[Annotation dataset entries]
------------------------------

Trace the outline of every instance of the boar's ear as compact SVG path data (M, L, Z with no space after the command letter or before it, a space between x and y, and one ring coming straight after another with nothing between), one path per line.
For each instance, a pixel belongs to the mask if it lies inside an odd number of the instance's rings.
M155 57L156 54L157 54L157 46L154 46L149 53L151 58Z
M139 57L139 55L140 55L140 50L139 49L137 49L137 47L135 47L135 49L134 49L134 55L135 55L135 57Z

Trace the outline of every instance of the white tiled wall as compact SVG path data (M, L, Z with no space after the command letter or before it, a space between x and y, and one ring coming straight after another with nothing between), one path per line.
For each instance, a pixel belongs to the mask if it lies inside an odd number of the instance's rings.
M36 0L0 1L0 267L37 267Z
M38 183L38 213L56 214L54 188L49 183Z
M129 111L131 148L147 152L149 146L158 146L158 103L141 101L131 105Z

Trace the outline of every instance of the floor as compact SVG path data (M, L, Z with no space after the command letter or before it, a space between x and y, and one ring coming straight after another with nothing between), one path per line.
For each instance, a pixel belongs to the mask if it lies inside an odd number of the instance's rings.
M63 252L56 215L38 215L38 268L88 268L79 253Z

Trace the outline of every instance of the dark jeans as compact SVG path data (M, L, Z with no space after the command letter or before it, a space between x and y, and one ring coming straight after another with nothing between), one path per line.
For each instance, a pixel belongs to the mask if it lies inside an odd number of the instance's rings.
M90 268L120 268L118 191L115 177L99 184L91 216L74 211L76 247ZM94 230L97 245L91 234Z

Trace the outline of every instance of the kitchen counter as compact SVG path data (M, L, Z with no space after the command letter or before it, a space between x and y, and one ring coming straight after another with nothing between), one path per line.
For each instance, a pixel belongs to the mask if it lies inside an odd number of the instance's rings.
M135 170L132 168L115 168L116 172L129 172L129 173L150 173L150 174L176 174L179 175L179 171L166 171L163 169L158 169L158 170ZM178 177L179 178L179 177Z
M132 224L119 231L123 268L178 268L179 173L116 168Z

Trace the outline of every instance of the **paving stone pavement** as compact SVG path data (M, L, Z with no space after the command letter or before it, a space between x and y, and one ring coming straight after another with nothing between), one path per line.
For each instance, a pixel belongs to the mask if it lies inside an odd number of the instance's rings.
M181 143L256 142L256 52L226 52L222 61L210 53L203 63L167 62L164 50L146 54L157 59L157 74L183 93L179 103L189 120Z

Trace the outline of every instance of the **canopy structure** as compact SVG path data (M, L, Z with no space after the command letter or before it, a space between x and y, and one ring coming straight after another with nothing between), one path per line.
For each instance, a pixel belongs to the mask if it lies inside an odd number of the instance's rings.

------------------------------

OBJECTIVE: Transcribe every row above character for character, keeping the same line breaks.

EXERCISE OUTPUT:
Trace the outline of every instance of the boar's ear as compact SVG path data (M, L, Z with no space after the command letter or before it, a space between x and y, and one ring coming straight after another with nothing between), one path per line.
For each instance, a pixel belongs to the mask if it lies inside an odd number of the instance's rings.
M155 57L156 54L157 54L157 46L154 46L149 53L151 58Z
M139 57L139 55L140 55L140 50L139 49L137 49L137 47L135 47L135 49L134 49L134 55L135 55L135 57Z

Trace the outline of every instance of the white tiled wall as compact SVG path data (M, L, Z with no space after the command letter or before it, a space between x and y, and one ring coming straight after another with nothing between), one path per line.
For each instance, a pixel belongs to the mask if it lies inside an odd number of the instance's rings.
M36 0L0 1L0 267L37 267Z
M38 183L38 213L56 214L54 188L49 183Z
M129 111L131 148L147 152L149 146L158 146L158 103L141 101L131 105Z

Trace the outline of every instance of the floor as compact SVG path data (M, L, Z with no space after the command letter or before it, a space between x and y, and one ring coming straight after another with nothing between), one path per line.
For each instance, a pixel belongs to the mask if it lies inside an odd number of the instance's rings.
M63 252L56 215L38 215L38 268L88 268L79 253Z

Trace the outline of every instance of the dark jeans as compact SVG path data (M, L, Z with no space after the command letter or before it, a space between x and y, and one ring coming straight after another with nothing between), one path per line.
For each instance, a pixel belongs to the mask if it lies inside an odd number of the instance's rings.
M90 268L120 268L118 191L115 177L99 184L91 216L74 211L76 247ZM94 230L97 245L91 234Z

Trace the outline of every instance of the kitchen counter as compact SVG path data (M, L, Z with no space after the command letter or before it, a space between x and y, and one ring coming straight after another with nothing between), one path per line.
For each instance, a pixel belongs to the mask if it lies inside an odd number of the instance's rings.
M135 170L132 168L115 168L116 172L129 172L129 173L150 173L150 174L176 174L179 175L179 171L166 171L163 169L158 169L158 170ZM178 177L179 178L179 177Z
M132 224L119 231L123 268L178 268L179 173L116 168Z

Trace the outline of every instance of the **paving stone pavement** as compact SVG path data (M, L, Z with no space after the command letter or before it, a space between x and y, and one ring coming straight after another with nothing between), one path per line.
For each instance, a pixel belongs to the mask if it lies inside an odd number of the instance's rings.
M181 143L256 142L256 52L226 52L222 61L210 53L203 63L167 62L164 50L146 54L157 59L157 74L183 93L179 103L189 120Z

Trace the outline of every instance of the **canopy structure** as compact SVG path data (M, L, Z with no space after the command letter or before it, a space between x and y, and one ring coming straight after another with nothing between), one path per line.
For each instance, a pixel belongs to the mask if it lies inside an odd number of the instance's rings.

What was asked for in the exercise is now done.